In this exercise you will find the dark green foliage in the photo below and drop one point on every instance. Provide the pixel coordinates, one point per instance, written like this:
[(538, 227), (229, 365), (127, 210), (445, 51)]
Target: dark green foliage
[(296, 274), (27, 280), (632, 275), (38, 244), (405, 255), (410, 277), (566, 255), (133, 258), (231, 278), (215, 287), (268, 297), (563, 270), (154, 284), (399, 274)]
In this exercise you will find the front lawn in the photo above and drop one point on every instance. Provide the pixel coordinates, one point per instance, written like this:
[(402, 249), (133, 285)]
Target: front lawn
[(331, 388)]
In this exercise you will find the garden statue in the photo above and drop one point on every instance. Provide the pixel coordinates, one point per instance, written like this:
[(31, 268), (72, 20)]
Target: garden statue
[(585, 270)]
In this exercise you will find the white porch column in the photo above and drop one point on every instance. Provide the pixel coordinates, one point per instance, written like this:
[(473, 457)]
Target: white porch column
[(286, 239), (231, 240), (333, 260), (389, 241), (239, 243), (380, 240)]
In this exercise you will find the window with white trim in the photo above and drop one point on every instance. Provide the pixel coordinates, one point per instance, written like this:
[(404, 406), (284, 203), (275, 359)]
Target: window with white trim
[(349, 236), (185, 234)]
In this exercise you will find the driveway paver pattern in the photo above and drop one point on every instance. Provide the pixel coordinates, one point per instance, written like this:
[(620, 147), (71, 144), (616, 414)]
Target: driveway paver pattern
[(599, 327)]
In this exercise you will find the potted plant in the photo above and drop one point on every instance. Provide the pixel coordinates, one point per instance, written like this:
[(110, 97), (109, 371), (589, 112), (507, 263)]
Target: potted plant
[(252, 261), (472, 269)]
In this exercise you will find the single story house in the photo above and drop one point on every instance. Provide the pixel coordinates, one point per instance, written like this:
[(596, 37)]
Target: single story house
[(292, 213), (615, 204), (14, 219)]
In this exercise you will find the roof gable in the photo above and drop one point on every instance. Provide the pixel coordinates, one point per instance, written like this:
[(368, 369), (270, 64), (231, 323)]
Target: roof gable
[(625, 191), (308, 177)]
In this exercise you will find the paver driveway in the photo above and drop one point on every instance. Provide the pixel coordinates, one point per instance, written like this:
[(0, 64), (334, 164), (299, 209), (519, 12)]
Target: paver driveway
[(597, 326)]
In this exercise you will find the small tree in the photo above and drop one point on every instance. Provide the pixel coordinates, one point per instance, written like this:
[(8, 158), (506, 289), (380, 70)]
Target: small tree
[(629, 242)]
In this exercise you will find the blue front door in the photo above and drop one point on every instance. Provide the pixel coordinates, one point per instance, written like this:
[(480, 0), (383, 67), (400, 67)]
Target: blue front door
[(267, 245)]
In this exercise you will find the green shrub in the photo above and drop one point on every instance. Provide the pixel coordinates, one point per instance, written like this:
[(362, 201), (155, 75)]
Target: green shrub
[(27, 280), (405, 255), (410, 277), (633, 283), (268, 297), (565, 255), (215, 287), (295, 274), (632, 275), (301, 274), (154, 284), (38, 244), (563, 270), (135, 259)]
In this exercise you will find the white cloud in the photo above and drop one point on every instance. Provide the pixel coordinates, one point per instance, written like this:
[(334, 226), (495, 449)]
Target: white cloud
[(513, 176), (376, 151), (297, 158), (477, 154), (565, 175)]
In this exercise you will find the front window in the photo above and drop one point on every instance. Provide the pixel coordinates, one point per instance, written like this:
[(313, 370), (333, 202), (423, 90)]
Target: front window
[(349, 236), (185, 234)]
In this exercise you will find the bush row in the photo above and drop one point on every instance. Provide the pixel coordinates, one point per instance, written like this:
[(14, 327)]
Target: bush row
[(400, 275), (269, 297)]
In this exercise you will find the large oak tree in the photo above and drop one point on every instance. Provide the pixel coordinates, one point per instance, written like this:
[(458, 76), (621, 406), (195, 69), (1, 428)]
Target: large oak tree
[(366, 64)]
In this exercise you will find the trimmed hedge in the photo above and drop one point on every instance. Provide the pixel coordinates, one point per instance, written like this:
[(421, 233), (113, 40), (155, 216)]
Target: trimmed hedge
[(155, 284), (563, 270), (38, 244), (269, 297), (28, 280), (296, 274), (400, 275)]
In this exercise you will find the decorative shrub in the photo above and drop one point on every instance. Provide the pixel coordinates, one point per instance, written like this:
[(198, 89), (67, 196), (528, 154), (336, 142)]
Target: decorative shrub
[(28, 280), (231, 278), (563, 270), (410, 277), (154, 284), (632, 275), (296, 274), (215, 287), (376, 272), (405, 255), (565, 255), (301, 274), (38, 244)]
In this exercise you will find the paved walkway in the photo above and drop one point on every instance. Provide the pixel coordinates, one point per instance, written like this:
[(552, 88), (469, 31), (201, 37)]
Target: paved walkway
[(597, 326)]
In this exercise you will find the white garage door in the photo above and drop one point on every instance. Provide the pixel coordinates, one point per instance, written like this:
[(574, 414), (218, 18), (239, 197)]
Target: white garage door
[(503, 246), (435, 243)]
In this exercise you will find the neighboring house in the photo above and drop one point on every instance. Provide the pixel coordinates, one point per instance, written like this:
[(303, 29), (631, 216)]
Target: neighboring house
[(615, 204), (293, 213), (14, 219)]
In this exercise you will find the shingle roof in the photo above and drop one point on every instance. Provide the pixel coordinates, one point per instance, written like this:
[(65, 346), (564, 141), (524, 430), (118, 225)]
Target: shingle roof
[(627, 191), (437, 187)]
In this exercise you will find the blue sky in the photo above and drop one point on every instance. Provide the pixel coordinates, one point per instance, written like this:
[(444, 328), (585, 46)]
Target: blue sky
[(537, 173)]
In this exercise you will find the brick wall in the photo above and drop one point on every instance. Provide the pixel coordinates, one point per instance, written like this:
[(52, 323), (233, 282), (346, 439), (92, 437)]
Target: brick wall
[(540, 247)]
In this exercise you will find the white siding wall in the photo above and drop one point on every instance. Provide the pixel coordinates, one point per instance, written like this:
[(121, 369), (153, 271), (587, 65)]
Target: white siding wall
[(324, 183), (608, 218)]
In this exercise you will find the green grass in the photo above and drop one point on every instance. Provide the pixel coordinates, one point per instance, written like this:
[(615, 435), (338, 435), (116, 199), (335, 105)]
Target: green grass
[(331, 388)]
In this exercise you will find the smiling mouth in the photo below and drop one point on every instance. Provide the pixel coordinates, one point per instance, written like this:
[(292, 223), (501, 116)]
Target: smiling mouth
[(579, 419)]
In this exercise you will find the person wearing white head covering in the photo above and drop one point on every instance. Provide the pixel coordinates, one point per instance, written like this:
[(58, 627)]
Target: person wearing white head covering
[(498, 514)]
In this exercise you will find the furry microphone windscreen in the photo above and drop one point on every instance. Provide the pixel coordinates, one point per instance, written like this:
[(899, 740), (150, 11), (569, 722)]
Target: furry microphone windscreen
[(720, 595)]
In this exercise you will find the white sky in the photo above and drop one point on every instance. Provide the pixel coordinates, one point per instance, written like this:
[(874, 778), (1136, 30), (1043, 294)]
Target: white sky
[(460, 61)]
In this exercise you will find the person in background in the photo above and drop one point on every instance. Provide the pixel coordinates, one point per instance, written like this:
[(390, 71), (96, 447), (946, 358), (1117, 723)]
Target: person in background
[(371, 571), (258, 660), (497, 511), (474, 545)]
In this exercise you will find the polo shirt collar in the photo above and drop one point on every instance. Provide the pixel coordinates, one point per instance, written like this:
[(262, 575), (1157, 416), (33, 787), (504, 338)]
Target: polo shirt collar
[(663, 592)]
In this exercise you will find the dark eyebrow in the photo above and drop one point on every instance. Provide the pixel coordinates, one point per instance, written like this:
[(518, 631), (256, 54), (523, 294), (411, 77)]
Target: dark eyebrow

::::::::

• Problem description:
When you reach the line holding "[(458, 76), (621, 406), (195, 69), (1, 428)]" in the records above, begin reproducing exactly, stop after the line holding "In this exercise you will find the blue sky", and output nothing else.

• Task answer:
[(458, 76), (621, 406), (195, 69), (1, 428)]
Target: large oak tree
[(366, 64)]
In this exercise you will find the trimmed hedge in the photo above and drop one point on every instance. Provide the pixel coordinates, one point per instance, written like this:
[(421, 233), (113, 40), (155, 216)]
Target: trimmed hedge
[(155, 284), (563, 270), (38, 244), (269, 297), (28, 280), (296, 274), (400, 275)]
In this exercise you will find the decorative shrub in the photo above and drop one point on every instance. Provide the pixel coordinates, one point per instance, written like this:
[(198, 89), (67, 196), (528, 154), (336, 142)]
Target: decorative shrub
[(28, 280), (231, 278), (563, 270), (410, 277), (154, 284), (632, 275), (296, 274), (215, 287), (376, 272), (405, 255), (565, 255), (301, 274), (38, 244)]
In this exercise you will find the paved walkway in the photo above and drop one point on every instance. Provide the pixel coordinates, one point per instance, written like this:
[(552, 88), (469, 31), (201, 37)]
Target: paved walkway
[(597, 326)]
In this exercise you will find the white garage door in the photo above and drop one point on every instance. Provide the pixel coordinates, one point per instance, written like this:
[(574, 414), (218, 18), (239, 197)]
Target: white garage door
[(503, 246), (435, 243)]
In this exercise you will find the neighboring house in the photo above and drop one point on every instance. Provide the pixel coordinates, one point per instance, written like this:
[(303, 29), (631, 216)]
Target: neighboring house
[(615, 204), (293, 213), (14, 219)]
In this exercise you will find the shingle roof in the photo above and drop one point on every instance. Provide the pixel coordinates, one point per instance, written like this:
[(65, 346), (564, 141), (524, 430), (118, 225)]
Target: shingle roof
[(627, 191), (437, 187)]
In this exercise you will find the blue sky in the photo above and drop one point on every instance. Provide the pixel coordinates, one point per instance, written like this:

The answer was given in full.